Your instructions
What is needed is an exact copy of the lines from the one containing "of the castle" through the final line of the material below.

Exercise inputs

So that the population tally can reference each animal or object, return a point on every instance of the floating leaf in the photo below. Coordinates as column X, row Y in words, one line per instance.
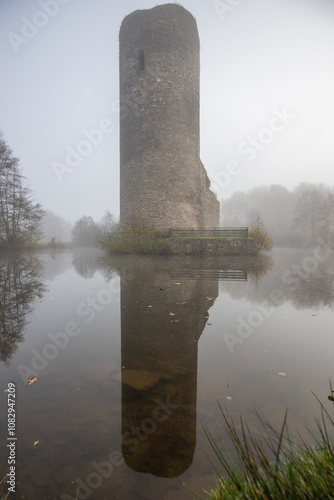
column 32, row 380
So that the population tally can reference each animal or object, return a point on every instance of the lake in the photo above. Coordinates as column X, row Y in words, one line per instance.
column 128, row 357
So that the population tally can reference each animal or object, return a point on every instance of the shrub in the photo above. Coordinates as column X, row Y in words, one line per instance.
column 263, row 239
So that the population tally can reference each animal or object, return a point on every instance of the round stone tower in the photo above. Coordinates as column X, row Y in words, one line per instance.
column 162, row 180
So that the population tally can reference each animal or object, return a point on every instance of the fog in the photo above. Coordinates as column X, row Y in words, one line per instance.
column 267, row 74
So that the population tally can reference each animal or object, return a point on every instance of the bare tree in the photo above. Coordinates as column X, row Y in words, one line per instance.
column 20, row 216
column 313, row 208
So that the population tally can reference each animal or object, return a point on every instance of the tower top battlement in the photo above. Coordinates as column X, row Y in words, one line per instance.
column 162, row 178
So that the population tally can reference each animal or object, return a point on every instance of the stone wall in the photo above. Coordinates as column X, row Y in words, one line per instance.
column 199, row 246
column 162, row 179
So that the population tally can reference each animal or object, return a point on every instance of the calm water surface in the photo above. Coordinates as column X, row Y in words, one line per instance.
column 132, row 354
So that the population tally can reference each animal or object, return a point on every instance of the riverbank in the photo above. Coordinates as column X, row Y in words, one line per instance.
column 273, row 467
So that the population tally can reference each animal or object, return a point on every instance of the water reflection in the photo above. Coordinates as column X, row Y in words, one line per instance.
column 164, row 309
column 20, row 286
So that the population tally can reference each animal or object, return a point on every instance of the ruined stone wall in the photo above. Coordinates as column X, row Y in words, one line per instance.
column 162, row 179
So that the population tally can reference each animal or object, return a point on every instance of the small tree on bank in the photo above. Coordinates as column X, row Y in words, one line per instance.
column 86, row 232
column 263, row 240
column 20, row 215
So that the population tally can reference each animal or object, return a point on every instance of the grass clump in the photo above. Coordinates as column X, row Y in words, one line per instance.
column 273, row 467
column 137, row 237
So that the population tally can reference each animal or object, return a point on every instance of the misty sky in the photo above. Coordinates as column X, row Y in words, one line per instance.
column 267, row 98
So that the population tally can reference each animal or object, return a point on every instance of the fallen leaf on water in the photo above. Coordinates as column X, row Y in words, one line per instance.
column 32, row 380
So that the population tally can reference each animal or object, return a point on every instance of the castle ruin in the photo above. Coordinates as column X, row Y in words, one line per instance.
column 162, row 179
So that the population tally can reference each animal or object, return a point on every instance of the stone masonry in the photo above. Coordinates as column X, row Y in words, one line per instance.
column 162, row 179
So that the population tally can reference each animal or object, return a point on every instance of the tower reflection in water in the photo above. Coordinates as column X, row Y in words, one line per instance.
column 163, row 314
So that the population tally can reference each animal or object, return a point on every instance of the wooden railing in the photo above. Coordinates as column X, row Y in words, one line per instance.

Answer space
So that the population tally can reference each animal or object, return a point on every instance of the castle ruin in the photo above. Coordinates as column X, row Y in words, one line per instance.
column 162, row 179
So that the population tally can reference each animal or object, return a point on every instance of the stone masonry in the photo above. Coordinates as column X, row Y in words, one line per instance.
column 162, row 179
So that the population tally can reference each animal or object, return a point on every instance of the tower reflection in water in the photo above. Coordinates as column X, row Y in words, one line per instance.
column 163, row 314
So that the population tally can reference each animal or object, return a point on every instance of the wooden railing in the photo above. Coordinates as column X, row Y in words, one line per instance.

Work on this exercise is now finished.